WHAT NEEDS TO BE DONE
Give back the full data, unchanged and complete.

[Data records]
- - -

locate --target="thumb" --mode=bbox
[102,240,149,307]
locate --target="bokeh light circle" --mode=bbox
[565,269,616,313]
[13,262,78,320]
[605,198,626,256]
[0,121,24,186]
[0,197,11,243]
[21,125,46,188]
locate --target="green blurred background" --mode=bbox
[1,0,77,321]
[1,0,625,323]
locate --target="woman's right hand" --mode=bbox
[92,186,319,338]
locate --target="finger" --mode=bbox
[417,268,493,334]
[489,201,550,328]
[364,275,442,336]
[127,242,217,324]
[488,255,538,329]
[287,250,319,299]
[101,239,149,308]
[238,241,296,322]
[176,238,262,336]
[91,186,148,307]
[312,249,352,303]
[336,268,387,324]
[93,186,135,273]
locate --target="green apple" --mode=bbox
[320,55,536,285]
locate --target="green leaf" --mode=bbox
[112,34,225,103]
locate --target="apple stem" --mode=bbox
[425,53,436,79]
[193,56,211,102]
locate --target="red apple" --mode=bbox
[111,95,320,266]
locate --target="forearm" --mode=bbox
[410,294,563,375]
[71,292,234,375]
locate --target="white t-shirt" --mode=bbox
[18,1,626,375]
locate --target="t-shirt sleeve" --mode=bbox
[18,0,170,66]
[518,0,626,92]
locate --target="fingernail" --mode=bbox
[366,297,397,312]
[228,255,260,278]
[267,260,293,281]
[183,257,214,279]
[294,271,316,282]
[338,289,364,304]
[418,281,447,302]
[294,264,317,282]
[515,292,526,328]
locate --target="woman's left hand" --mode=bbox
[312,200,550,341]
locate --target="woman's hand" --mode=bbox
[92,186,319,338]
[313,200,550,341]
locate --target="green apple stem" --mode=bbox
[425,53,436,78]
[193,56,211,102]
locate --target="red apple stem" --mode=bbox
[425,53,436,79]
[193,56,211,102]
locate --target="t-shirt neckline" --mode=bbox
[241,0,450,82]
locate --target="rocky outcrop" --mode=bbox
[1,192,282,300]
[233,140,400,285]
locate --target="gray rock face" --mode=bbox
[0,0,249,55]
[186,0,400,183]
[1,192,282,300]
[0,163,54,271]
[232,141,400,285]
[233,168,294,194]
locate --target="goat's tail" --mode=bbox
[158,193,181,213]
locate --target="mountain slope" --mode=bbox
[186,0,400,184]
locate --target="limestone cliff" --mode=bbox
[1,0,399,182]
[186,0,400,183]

- - -

TASK OUTPUT
locate --target="thumb" --mode=bbox
[102,240,149,307]
locate --target="bokeh light circle" --mode=bbox
[565,269,616,313]
[13,262,78,320]
[605,198,626,256]
[0,121,24,186]
[0,197,11,243]
[21,125,46,188]
locate --target="green blurred background" --mode=bbox
[1,0,77,321]
[1,0,625,323]
locate --target="woman's right hand" --mode=bbox
[92,186,319,338]
locate --target="finger" --mode=bbox
[417,268,493,334]
[489,201,550,328]
[364,275,442,336]
[127,242,217,324]
[488,255,538,329]
[287,250,319,299]
[101,239,149,308]
[238,241,296,322]
[176,238,262,336]
[91,186,148,307]
[312,249,352,303]
[336,268,387,324]
[93,186,135,273]
locate --target="green apple" --mode=bbox
[320,55,536,285]
locate --target="green leaf" --mode=bbox
[112,34,225,103]
locate --target="apple stem" --mode=bbox
[425,53,436,79]
[193,56,211,102]
locate --target="red apple" --mode=bbox
[111,95,320,266]
locate --target="forearm" --mode=bbox
[410,294,563,375]
[71,292,234,375]
locate --target="white t-shirt" --mode=bbox
[18,1,626,375]
locate --target="t-shirt sleeve" --mode=bbox
[18,0,170,66]
[518,0,626,92]
locate --target="fingernail" --mode=bbox
[366,297,397,312]
[228,255,260,278]
[267,260,293,281]
[183,257,214,279]
[294,271,316,282]
[338,289,364,304]
[418,281,447,302]
[294,264,317,282]
[515,292,526,328]
locate --target="woman's left hand" --mode=bbox
[312,200,550,341]
locate --target="woman's hand" --mode=bbox
[92,186,319,338]
[313,200,550,341]
locate --target="green apple stem" --mode=bbox
[425,53,436,78]
[193,56,211,102]
locate --target="red apple stem" --mode=bbox
[425,53,436,79]
[193,56,211,102]
locate --target="t-shirt neckline" --mode=bbox
[241,0,450,82]
locate --target="rocky outcrop" --mode=bbox
[1,192,282,300]
[233,140,400,285]
locate --target="gray rock face" --mode=bbox
[0,0,249,55]
[186,0,400,183]
[1,192,282,300]
[0,163,54,271]
[232,141,400,285]
[233,168,294,194]
locate --target="goat's tail" --mode=bbox
[158,193,181,213]
locate --target="mountain slope" --mode=bbox
[186,0,400,184]
locate --target="limestone cliff" --mode=bbox
[1,0,399,182]
[186,0,400,183]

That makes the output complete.